» **SET EXERCISE**
Count how many lines below contain the word "woman", with case counting. Give only the number.

START

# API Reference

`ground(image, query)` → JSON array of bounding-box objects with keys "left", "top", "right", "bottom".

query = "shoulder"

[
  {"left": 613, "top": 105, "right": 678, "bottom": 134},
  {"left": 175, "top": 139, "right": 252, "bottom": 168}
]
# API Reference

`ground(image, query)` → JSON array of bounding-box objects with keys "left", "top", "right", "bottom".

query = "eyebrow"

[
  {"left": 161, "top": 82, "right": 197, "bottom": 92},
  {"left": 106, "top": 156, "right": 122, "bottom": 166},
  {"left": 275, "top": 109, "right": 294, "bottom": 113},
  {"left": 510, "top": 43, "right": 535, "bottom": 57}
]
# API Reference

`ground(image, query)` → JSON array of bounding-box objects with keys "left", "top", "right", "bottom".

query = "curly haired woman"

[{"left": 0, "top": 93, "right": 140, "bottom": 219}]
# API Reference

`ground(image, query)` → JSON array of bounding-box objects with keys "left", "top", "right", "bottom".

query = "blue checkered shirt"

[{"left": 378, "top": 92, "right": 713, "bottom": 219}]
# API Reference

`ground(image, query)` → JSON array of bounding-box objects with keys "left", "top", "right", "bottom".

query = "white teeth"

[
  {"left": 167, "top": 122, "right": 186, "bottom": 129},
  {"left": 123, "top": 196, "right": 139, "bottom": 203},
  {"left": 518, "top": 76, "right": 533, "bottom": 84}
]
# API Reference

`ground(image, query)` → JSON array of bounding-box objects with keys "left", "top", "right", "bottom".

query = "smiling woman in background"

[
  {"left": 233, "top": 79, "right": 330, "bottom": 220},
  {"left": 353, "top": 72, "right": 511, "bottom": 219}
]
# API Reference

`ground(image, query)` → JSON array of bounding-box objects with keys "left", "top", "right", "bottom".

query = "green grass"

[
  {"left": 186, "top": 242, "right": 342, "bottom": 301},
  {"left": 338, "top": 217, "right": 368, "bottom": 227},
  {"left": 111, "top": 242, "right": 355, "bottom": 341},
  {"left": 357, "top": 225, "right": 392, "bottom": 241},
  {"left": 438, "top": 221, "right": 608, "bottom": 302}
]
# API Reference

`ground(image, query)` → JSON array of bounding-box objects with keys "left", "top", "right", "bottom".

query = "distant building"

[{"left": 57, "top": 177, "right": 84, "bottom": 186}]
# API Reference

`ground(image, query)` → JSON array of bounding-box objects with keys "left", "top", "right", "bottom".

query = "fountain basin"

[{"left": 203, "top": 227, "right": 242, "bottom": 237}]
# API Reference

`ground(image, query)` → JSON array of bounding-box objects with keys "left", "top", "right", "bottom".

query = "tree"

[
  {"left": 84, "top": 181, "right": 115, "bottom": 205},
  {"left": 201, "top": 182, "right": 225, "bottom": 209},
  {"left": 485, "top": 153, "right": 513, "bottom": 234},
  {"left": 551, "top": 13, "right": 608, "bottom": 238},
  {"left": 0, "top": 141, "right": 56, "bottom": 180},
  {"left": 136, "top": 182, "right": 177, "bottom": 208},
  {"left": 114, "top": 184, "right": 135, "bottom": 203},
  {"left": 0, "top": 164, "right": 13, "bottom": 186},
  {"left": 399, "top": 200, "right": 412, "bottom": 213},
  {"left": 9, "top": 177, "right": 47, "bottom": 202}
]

END

» **EXPECTED OUTPUT**
2